* _Instrução de trabalho_: Edite o texto sobre a falta de medicamentos, reproduzindo tudo desde "Apesar de ter" até "atesta o médico." e trocando "antibióticos" por "analgésicos".

* _Texto original_:
####################

Na lista da SES, há dois medicamentos utilizados nas
terapias contra o câncer: o Ciclofosfamida e o Leuprorrelina - este último
indicado apenas para quem foi diagnosticado com a doença na próstata. O
profissional da saúde lembrou que em algumas doenças, como a pneumonia, a
demora em oferecer um coquetel de remédios também é um problema. “Pode ter um
agravo por falta de medicamento”, assinala.
Apesar de ter ganhado os debates nesta sexta, o problema não
é recente e já ocorre há meses. Em abril, O TEMPO já havia noticiado
a escassez de antibióticos e anti-inflamatórios utilizados,
principalmente, para tratar enfermidades respiratórias. “Por mais que a gente
entenda que existam fatores externos como guerra na Ucrânia, questões na China,
alta do dólar, que às vezes fogem à governabilidade, a população está sendo
muito prejudicada com a falta de planejamento e previsibilidade para obter
medicamentos importantes”, atesta o médico.

####################

* _Dados brutos_:
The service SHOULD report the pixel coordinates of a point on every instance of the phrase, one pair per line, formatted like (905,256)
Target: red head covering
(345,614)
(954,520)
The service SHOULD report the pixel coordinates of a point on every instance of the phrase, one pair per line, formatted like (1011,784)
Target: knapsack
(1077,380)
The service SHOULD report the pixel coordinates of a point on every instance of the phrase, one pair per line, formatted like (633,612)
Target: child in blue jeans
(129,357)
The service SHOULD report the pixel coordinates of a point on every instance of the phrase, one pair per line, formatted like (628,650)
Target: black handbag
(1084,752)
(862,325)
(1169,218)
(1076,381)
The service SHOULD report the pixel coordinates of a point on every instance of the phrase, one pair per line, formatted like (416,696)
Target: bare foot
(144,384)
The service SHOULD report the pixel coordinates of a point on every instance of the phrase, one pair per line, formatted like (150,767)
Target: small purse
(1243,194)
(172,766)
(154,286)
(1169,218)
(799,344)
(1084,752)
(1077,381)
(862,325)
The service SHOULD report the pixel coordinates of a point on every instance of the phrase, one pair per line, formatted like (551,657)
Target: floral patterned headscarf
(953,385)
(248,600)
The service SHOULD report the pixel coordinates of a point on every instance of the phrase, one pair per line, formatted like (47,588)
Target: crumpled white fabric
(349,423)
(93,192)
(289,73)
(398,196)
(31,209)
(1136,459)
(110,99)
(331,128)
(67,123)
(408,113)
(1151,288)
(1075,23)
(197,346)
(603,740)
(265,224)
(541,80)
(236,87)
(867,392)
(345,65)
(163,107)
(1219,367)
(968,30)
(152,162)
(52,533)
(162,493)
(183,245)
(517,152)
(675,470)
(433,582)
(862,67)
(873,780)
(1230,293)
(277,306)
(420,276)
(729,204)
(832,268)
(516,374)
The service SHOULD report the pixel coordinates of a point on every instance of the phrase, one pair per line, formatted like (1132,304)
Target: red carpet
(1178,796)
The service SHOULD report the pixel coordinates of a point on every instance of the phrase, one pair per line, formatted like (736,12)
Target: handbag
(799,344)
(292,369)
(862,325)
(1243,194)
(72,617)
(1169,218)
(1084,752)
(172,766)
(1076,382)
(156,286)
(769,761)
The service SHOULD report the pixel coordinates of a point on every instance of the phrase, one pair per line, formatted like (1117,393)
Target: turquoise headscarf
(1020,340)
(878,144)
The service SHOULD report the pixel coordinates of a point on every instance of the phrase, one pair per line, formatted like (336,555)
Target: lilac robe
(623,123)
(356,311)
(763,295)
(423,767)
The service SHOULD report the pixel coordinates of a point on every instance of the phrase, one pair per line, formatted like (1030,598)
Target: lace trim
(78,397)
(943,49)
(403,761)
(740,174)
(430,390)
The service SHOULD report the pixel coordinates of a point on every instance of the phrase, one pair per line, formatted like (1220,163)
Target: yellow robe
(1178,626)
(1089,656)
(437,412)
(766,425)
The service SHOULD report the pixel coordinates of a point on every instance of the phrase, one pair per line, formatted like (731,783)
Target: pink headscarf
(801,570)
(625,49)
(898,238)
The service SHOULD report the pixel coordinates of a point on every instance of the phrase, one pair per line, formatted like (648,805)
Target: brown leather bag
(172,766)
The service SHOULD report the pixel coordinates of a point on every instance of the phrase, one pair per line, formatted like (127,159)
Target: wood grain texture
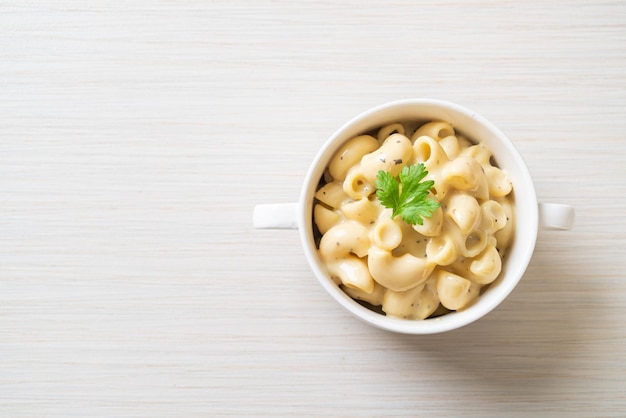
(136,138)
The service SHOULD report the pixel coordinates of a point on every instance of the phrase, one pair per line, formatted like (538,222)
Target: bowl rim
(488,301)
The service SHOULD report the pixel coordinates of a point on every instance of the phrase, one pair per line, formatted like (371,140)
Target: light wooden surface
(135,138)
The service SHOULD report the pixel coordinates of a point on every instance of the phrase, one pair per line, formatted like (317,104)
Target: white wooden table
(136,137)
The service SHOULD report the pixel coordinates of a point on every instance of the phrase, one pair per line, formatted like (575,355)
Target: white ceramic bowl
(530,215)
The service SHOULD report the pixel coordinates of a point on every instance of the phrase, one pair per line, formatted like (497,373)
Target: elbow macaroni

####################

* _Resposta_:
Apesar de ter ganhado os debates nesta sexta, o problema não
é recente e já ocorre há meses. Em abril, O TEMPO já havia noticiado
a escassez de analgésicos e anti-inflamatórios utilizados,
principalmente, para tratar enfermidades respiratórias. “Por mais que a gente
entenda que existam fatores externos como guerra na Ucrânia, questões na China,
alta do dólar, que às vezes fogem à governabilidade, a população está sendo
muito prejudicada com a falta de planejamento e previsibilidade para obter
medicamentos importantes”, atesta o médico.